Goal:
Repeat the records in full and exactly, omitting pictures.

— begin Input records —

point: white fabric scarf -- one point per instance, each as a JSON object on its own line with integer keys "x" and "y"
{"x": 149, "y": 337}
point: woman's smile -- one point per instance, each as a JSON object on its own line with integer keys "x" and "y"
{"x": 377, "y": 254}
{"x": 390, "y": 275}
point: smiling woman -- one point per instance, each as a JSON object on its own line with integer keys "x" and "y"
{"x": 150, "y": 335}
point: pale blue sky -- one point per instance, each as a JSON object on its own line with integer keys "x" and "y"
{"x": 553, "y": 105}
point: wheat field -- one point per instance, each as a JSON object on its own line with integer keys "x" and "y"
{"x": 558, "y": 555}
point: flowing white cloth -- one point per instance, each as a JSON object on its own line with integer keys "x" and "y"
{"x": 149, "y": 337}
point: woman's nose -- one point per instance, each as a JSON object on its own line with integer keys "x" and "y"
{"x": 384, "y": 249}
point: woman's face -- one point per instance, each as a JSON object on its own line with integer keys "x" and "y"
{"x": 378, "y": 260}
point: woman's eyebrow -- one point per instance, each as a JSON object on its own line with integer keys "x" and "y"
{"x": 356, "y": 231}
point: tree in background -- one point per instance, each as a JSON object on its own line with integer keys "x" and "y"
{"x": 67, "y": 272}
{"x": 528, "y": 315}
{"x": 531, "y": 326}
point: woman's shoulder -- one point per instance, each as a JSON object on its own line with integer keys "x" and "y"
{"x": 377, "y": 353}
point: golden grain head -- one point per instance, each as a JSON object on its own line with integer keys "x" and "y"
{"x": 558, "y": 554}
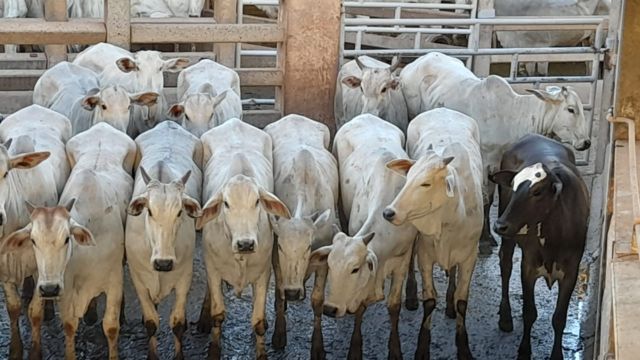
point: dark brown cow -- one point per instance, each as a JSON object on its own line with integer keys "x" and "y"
{"x": 544, "y": 207}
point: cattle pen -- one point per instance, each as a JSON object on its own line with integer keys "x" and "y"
{"x": 288, "y": 63}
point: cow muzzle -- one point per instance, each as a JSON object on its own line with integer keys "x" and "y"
{"x": 49, "y": 290}
{"x": 163, "y": 265}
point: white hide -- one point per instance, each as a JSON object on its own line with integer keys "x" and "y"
{"x": 365, "y": 94}
{"x": 503, "y": 116}
{"x": 363, "y": 146}
{"x": 74, "y": 92}
{"x": 209, "y": 95}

— end Input records —

Result:
point: white fabric scarf -- one point per instance, each as a JSON object on its own line with integer keys "x" and "y"
{"x": 149, "y": 337}
point: woman's smile -- one point per instance, each as a JSON object on its own line with integer keys "x" and "y"
{"x": 377, "y": 254}
{"x": 390, "y": 275}
point: smiling woman -- one point per instance, each as a JSON object on its own line with integer keys "x" and "y"
{"x": 150, "y": 335}
point: pale blue sky -- one point per instance, each as a JSON object on its own line with integer keys "x" and "y"
{"x": 553, "y": 105}
point: wheat field -- one point per instance, each as a JSON object on its own line with integer keys "x" and "y"
{"x": 558, "y": 555}
point: flowing white cloth -- one point per instance, each as a JSON object on its own line with integer keys "x" and "y"
{"x": 149, "y": 337}
point: woman's nose -- one point per instance, each as a JSON object on its own line with integer keys "x" and "y"
{"x": 384, "y": 249}
point: woman's face -- one point per instance, each as a JSON object on its own line with integer keys "x" and "y"
{"x": 378, "y": 260}
point: woman's eyebrow -- one point per instance, each as a JSON object on its own line with integer keys "x" and "y"
{"x": 356, "y": 231}
point: tree in background -- one point per instance, each as a JSON object on its own line with integer keys "x" and "y"
{"x": 67, "y": 272}
{"x": 528, "y": 315}
{"x": 531, "y": 326}
point: woman's shoulder -- one point per instance, each as a JSON object on its own line with integer keys "x" and "y"
{"x": 377, "y": 353}
point: golden grain head -- one point per instance, each as a JSON object on its own line with integer keys "x" and "y"
{"x": 558, "y": 554}
point: dark brown cow -- one point per instance, each as a JSON object on its own line with integer keys "x" and "y"
{"x": 544, "y": 207}
point: cattle pen -- one point per instance, each as a JSON object on its own line with integer keys "x" and "y"
{"x": 288, "y": 63}
point: cow muzzle -- one point per instance, each as a JSON object on its own line with integer keys "x" and "y"
{"x": 49, "y": 290}
{"x": 163, "y": 265}
point: white hide -- one point per instance, each as a JSON object on its own line with integer keys "x" and "y"
{"x": 365, "y": 94}
{"x": 503, "y": 116}
{"x": 363, "y": 146}
{"x": 74, "y": 92}
{"x": 209, "y": 95}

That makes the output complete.